== Work order ==
Set down every entry once more, character for character.

== Materials provided ==

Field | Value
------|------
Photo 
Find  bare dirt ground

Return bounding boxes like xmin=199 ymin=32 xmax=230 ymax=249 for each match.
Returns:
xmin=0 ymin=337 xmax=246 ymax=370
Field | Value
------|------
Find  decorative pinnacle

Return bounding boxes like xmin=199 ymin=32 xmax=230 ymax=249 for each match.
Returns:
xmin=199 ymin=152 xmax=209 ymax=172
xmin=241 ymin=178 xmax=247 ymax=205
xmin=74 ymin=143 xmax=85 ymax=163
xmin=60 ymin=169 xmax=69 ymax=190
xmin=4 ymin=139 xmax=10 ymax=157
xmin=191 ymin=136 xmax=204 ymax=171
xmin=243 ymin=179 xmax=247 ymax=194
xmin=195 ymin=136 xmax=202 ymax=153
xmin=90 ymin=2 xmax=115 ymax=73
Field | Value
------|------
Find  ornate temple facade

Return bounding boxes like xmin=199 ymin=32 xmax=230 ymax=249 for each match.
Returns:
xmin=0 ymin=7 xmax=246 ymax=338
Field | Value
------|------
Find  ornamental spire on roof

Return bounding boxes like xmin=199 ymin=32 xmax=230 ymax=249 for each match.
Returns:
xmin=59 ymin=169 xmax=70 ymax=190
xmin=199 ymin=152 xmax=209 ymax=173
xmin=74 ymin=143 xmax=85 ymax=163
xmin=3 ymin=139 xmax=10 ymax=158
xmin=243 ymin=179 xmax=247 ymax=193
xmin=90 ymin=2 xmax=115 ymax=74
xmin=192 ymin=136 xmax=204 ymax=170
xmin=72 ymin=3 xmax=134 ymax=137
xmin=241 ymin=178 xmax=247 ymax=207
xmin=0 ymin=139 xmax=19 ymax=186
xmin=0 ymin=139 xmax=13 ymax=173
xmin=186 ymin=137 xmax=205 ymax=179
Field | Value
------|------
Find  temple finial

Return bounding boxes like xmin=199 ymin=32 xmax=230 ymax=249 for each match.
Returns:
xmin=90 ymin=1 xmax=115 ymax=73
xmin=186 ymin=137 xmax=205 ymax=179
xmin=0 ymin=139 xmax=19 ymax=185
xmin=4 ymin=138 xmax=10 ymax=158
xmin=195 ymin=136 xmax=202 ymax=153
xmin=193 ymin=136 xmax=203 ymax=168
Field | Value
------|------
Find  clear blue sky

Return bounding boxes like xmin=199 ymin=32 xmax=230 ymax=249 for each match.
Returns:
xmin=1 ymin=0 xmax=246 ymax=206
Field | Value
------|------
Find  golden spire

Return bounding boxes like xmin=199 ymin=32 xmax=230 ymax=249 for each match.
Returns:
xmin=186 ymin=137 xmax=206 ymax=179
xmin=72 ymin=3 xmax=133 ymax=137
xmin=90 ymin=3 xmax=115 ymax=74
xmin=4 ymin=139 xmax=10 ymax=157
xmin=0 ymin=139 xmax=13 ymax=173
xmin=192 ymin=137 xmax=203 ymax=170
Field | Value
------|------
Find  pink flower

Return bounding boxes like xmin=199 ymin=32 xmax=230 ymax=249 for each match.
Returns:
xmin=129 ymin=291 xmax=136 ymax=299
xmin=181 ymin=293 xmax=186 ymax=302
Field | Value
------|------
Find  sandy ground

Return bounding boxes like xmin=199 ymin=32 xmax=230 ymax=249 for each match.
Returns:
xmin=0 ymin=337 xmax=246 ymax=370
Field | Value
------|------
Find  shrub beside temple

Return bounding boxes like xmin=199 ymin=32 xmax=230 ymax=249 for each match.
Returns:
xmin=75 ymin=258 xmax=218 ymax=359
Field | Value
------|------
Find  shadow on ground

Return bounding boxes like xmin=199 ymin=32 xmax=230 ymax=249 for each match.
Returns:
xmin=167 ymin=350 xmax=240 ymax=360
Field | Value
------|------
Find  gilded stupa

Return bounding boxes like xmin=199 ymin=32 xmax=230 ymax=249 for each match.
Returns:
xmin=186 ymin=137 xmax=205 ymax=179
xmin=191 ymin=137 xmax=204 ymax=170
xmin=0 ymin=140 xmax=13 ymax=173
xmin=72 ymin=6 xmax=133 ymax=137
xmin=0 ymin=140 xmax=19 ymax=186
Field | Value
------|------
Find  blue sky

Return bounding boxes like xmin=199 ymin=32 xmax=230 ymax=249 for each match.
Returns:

== Solution for this exercise ==
Field | Value
------|------
Photo 
Find  bare dirt ground

Return bounding boxes like xmin=199 ymin=32 xmax=230 ymax=249 for each match.
Returns:
xmin=0 ymin=337 xmax=246 ymax=370
Field | Value
------|------
Find  decorative pinnacle

Return bounding boxes like xmin=199 ymin=32 xmax=230 ymax=249 for each match.
Returns:
xmin=199 ymin=152 xmax=209 ymax=172
xmin=241 ymin=178 xmax=247 ymax=205
xmin=74 ymin=143 xmax=85 ymax=163
xmin=60 ymin=169 xmax=69 ymax=190
xmin=4 ymin=139 xmax=10 ymax=157
xmin=191 ymin=136 xmax=204 ymax=171
xmin=243 ymin=179 xmax=247 ymax=194
xmin=195 ymin=136 xmax=202 ymax=153
xmin=90 ymin=2 xmax=115 ymax=73
Field | Value
------|------
Find  ornate temple facade

Return bounding boxes like xmin=199 ymin=32 xmax=230 ymax=249 for each match.
Returns:
xmin=0 ymin=7 xmax=246 ymax=338
Field | Value
------|------
Find  ornamental spire on roof

Return bounding boxes like xmin=199 ymin=32 xmax=230 ymax=249 for each match.
Returns:
xmin=59 ymin=169 xmax=70 ymax=190
xmin=199 ymin=152 xmax=209 ymax=173
xmin=74 ymin=143 xmax=85 ymax=163
xmin=3 ymin=139 xmax=10 ymax=158
xmin=243 ymin=179 xmax=247 ymax=193
xmin=90 ymin=2 xmax=115 ymax=74
xmin=192 ymin=136 xmax=204 ymax=170
xmin=72 ymin=3 xmax=134 ymax=137
xmin=241 ymin=178 xmax=247 ymax=207
xmin=0 ymin=139 xmax=19 ymax=186
xmin=0 ymin=139 xmax=13 ymax=173
xmin=186 ymin=137 xmax=205 ymax=179
Field | Value
------|------
Find  temple finial

Return bounding boxes like xmin=199 ymin=32 xmax=230 ymax=249 for each match.
Returns:
xmin=90 ymin=1 xmax=115 ymax=73
xmin=186 ymin=137 xmax=205 ymax=179
xmin=0 ymin=139 xmax=19 ymax=185
xmin=4 ymin=138 xmax=10 ymax=158
xmin=195 ymin=136 xmax=202 ymax=153
xmin=193 ymin=136 xmax=203 ymax=168
Field | Value
------|------
Find  clear blue sky

Return bounding boxes like xmin=199 ymin=32 xmax=230 ymax=249 for each match.
Returns:
xmin=1 ymin=0 xmax=246 ymax=206
Field | Value
------|------
Find  golden spire

Return bounding boxes like xmin=199 ymin=32 xmax=230 ymax=249 for each match.
Returns:
xmin=186 ymin=137 xmax=206 ymax=179
xmin=72 ymin=3 xmax=133 ymax=137
xmin=90 ymin=3 xmax=115 ymax=74
xmin=4 ymin=139 xmax=10 ymax=157
xmin=0 ymin=139 xmax=13 ymax=173
xmin=192 ymin=137 xmax=203 ymax=170
Field | Value
------|------
Find  pink flower

Return bounding boxes like xmin=199 ymin=32 xmax=230 ymax=249 for each match.
Returns:
xmin=129 ymin=291 xmax=136 ymax=299
xmin=181 ymin=293 xmax=186 ymax=302
Field | Value
------|------
Find  sandy ground

Return bounding boxes like xmin=199 ymin=32 xmax=230 ymax=249 for each match.
Returns:
xmin=0 ymin=337 xmax=246 ymax=370
Field | Value
------|------
Find  shrub beside temple

Return bounding boxes like xmin=199 ymin=32 xmax=230 ymax=249 for each match.
Returns:
xmin=75 ymin=258 xmax=218 ymax=359
Field | Value
------|------
Find  shadow on ground

Return bounding boxes like xmin=199 ymin=32 xmax=230 ymax=249 for each match.
Returns:
xmin=167 ymin=350 xmax=240 ymax=360
Field | Value
------|------
Find  gilded stupa

Return bounding boxes like xmin=199 ymin=32 xmax=230 ymax=249 for each match.
Returns:
xmin=186 ymin=137 xmax=205 ymax=179
xmin=191 ymin=137 xmax=204 ymax=170
xmin=0 ymin=140 xmax=13 ymax=173
xmin=72 ymin=6 xmax=133 ymax=137
xmin=0 ymin=140 xmax=19 ymax=186
Field | Value
------|------
Find  blue sky

Return bounding boxes like xmin=199 ymin=32 xmax=230 ymax=249 for each match.
Returns:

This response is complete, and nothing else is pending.